Continue the reaction paper on provider stigma from the point where it stops, writing the next part in the same formal register.

=== TEXT ===
++++++++++

Substance Use and Mental Illness
Subject: Substance Use & Mental Illness
Subject area: Nursing
Education Level: Masters Program
Length: 2 pages
Referencing style: APA
Preferred English: US English
Spacing Option: Double
Title: Reaction paper
Instructions: write a 2-page reaction paper about provider stigma. address ways you have witnessed social workers and other mental health professionals make disparaging or disrespectful remarks about their clients or mental health issues. finally, reflect on some of your own biases and ways you may be vulnerable to this same stigma.
Course Number: Course Name
Social workers are the first contact for patients with substance use issues or experiencing mental health problems. According to Wang et al. (2018), social workers hold different beliefs and attitudes about people with mental health conditions. For instance, social workers tend to be biased when working with substance-use clients and hold stereotypes that stigmatize those diagnosed with mental disorders. The stigmatizing attitude and social stigma undermine individual access to mental health services. These behaviors are attributable to social workers’ lack of skills to deal with substance-use and mentally ill patients (Wang, 2018). Social Workers’ lack of training results in fear and anxiety when dealing with various mental disorders. As a result, social workers tend to maintain clinical/social distance or avoid caring for the patient, which undermines the delivery of quality care and patient-provider interactions. Therefore, social workers should receive competent training to address their stigma and stereotypes about people with mental health conditions to improve outcomes and provide effective treatment.
Ways I Have Witnessed Social Workers and Other Mental Health Professionals Make Disrespectful Remarks about Their Clients
Social workers hold different attitudes and behavior towards individuals diagnosed with mental health conditions. I have experienced social workers disrespecting their patients because they suffer from mental health conditions. For instance, some social workers reprimand their clients when seeking care, especially those who visit the facility more often. Some avoid them, claiming that they might inflict harm on them. Others only attend to those who have come along with a family member while ignoring those who sought mental health services alone. Additionally, some social workers reject attending to patients with mental illness because of their appearance. Instead of referring them by their names, they label them “mentally ill”, contributing to service users’ self-stigmatization.

++++++++++

(Records from a data collection)
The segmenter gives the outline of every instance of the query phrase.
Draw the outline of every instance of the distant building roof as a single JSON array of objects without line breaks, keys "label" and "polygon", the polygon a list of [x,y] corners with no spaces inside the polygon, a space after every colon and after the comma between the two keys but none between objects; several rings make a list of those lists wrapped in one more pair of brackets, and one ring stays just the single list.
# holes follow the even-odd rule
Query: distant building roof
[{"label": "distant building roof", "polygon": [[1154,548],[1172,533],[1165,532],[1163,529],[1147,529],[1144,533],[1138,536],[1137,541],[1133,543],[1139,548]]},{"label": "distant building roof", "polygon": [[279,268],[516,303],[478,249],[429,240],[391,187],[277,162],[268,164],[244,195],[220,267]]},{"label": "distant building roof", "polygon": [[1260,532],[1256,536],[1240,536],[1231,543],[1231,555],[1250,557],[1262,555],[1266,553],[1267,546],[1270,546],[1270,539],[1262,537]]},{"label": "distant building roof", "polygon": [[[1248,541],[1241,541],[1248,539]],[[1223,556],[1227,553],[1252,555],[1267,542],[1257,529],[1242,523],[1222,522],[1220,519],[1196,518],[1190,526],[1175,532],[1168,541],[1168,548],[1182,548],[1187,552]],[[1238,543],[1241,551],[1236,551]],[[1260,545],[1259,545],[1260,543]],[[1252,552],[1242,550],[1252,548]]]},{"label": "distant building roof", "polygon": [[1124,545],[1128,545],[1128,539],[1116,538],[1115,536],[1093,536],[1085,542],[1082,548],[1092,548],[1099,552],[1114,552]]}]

++++++++++

=== SOLVED PROBLEM ===
My Own Biases and Ways That I May Be Vulnerable To Provider Stigma
I consider people diagnosed with mental health disorders to be incompetent and dangerous. As a result, I tend to exclude them from making important decisions about their treatment plans. Additionally, I tend to give them inadequate information about their treatment options or conditions because I doubt their competence. My bias towards individuals diagnosed with mental illness compels me to maintain distance when dealing with patients diagnosed with Schizophrenia and other mental health conditions. Sometimes, I am reluctant to offer them medication counseling because I fear being attacked. Additionally, I tend to marginalize and label clients with mental health illnesses. Instead of referring them by their names, I often use the term “mentally ill” to refer to clients with mental health challenges. If a patient with mental health condition does not come with a family member, I make them wait long before accessing necessary care. I sometimes talk to patients with stigmatizing language without being sensitive.
Apart from my own biases, the institutional culture increases my vulnerability to provider stigma. For instance, healthcare provides fear patients diagnosed with severe mental disorders because of previous hostile encounters. Thus, I tend to avoid taking care of such patients. Additionally, there is a tendency to treat individuals diagnosed with mental health conditions with a defensive attitude to avoid their exaggeration of symptoms to access treatment promptly. These incidents increase my susceptibility to provider stigma.
The reflection shows that provider stigma is a considerable challenge in accessing mental health services. Therefore, healthcare institutions should invest in healthcare training to enhance their competence in treating and handling patients with mental illness. Additionally, social workers should be conscious of their language, and be compassionate to those with mental health challenges.
Wang, K., Link, B. G., Corrigan, P. W., Davidson, L., & Flanagan, E. (2018). Perceived provider stigma as a predictor of mental health service users' internalized stigma and disempowerment. Psychiatry research, 259, 526-531.